São Paulo, 10 de maio de 2042
Queridos netos, certamente, estareis recordados do que vos contei numa cartinha enviada há cerca de uma semana. Era o início de uma estória, na qual dedicados discípulos deixaram que a cabaça do mestre se perdesse.
“E, depois?” – perguntastes.
Pois bem! Deixei que uma semana passasse, para que tivésseis ensejo de pensar o “depois”. Vede se a vossa hipótese coincide com o vosso desfecho da estória.
“Quando o mestre acordou, perguntou se estava tudo bem.
“Está tudo bem, mestre — responderam. — Acontece que a tua cabaça caiu.
E vocês não a apanharam? Onde vou agora pôr a minha água?
Os discípulos responderam:
Mestre, disseste-nos para vermos bem o que caía da carroça e assim fizemos.
Sois mesmo néscios! — replicou o mestre. Não era isso que eu queria dizer, mas o que está feito está feito. A partir de agora, se alguma coisa cair no caminho, apanham-na e põe-na na carroça, perceberam?
Sim, mestre — responderam em uníssono.
O mestre adormeceu, de novo. A carroça balançava e os alunos sentiam dificuldade em manter os olhos abertos. Subitamente, a carroça parou, devido às necessidades dos bois. Quando estes terminaram, a marcha foi retomada. Dois discípulos saltaram para a estrada e apanharam os dejetos para os meter na carroça. Um dejeto caiu sobre a cabeça do mestre, que acordou.
Que estais a fazer? Que porcaria é esta?
Mestre, disseste-nos para apanharmos tudo o que caísse no chão.
O mestre ficou silencioso, por instantes. Decidiu fazer uma lista minuciosa do conteúdo da carroça e deu-a aos discípulos.
Se alguma destas coisas cair do carro, recolhei-a. Mas só o que está escrito na lista.
Sim, mestre — concordaram os alunos.
O mestre voltou a adormecer. A carroça subia uma encosta íngreme, ladeada por um riacho. Os discípulos iam ensonados. De repente, ouviram um grande ruído: o mestre tinha caído à água.
Socorro! Socorro! — gritava.
Os discípulos pegaram na lista e percorreram-na escrupulosamente. O nome do mestre não constava dela. Decidiram retomar o caminho. Ao vê-los afastarem-se, o mestre gritou:
Aonde ides? Parai imediatamente!

• [DADOS FORNECIDOS]
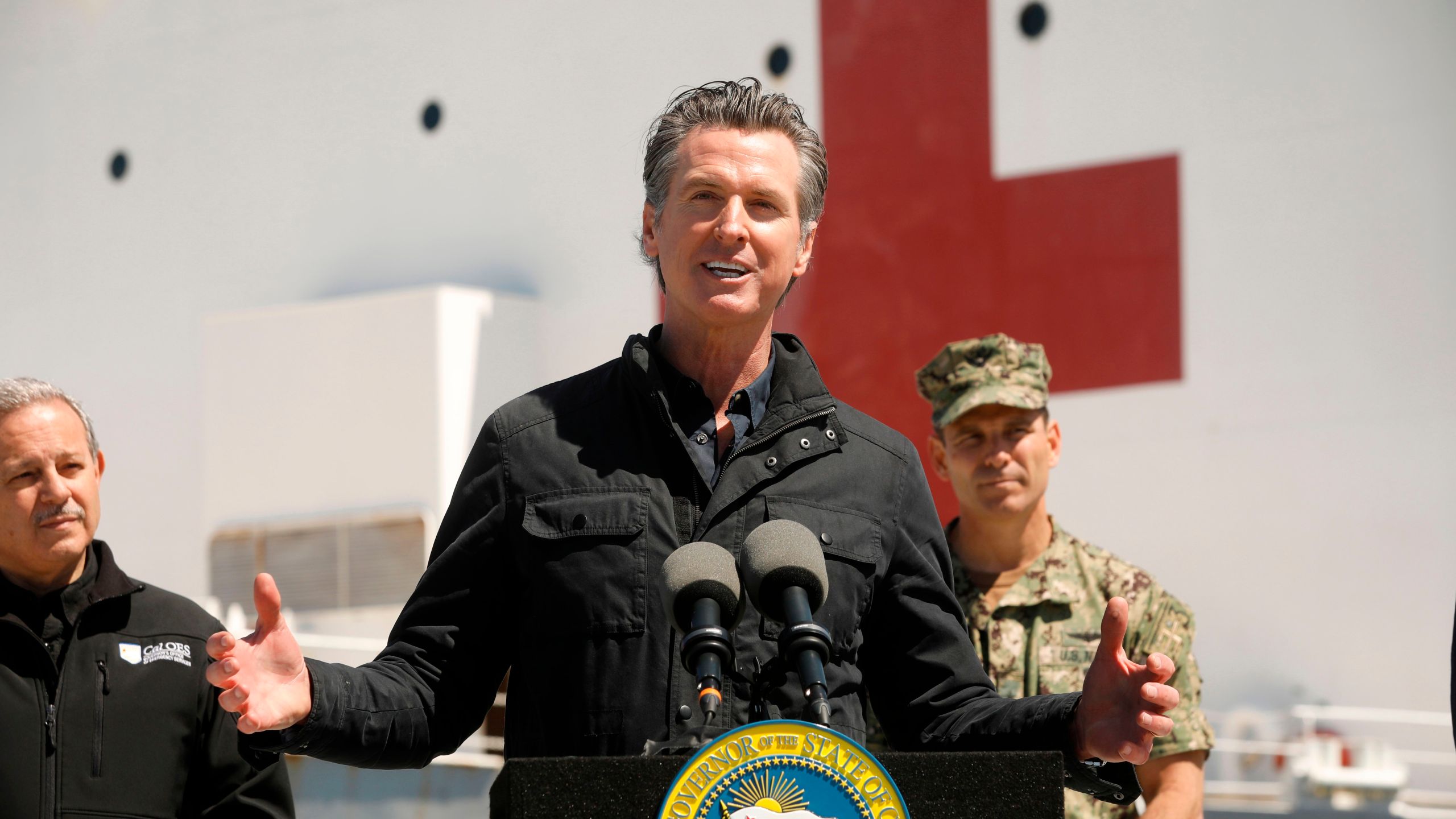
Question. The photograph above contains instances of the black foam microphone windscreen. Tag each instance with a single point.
(781, 554)
(695, 572)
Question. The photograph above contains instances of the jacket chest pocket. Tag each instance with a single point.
(586, 557)
(852, 551)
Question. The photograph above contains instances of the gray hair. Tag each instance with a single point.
(726, 104)
(16, 394)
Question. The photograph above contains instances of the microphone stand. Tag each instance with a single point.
(805, 643)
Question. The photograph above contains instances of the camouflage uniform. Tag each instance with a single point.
(1046, 630)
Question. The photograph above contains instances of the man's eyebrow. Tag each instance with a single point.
(702, 181)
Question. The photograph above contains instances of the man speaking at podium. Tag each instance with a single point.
(548, 561)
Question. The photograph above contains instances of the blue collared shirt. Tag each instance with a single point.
(698, 419)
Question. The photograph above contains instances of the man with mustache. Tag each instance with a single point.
(104, 707)
(1033, 594)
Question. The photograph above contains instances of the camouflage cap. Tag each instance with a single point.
(994, 369)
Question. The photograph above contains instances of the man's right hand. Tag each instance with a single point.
(263, 675)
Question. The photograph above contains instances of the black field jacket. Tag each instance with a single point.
(129, 726)
(549, 559)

• [EXERCÍCIO PROPOSTO A]
Na carta aos netos, o que fez o mestre depois de lhe cair um dejeto na cabeça?
• [EXERCÍCIO PROPOSTO B]
Continue a carta aos netos a partir da última fala do mestre.

• [RESULTADO FINAL A]
Fez uma lista minuciosa do conteúdo da carroça e deu-a aos discípulos.

• [RESULTADO FINAL B]
Os alunos, obedientes, pararam e foram ao encontro do mestre.
Quereis que eu morra? Caio da carroça, quase me afogo e nenhum me vem socorrer?
Mas, mestre — desculparam-se — não tínheis incluído o vosso nome na lista e nós só devíamos apanhar o que lá estivesse escrito. Quisemos obedecer-vos.
Claro que me obedeceis! — gritou o mestre, exasperado. — Mas o fazeis sem refletir! Pensai antes de agir, em vez de seguirdes cegamente o que eu vos digo para fazer!”
Sei que não agis como esses discípulos. E que estareis a pensar: por que razão o nosso avô nos conta esta estória? Porque, há vinte anos, vigorava o paradigma do comando e controlo. O Donald dissera serem os professores profissionais críticos, reflexivos, mas eram reproduzidas práticas carentes do ato reflexivo e pródigas em atos reflexos.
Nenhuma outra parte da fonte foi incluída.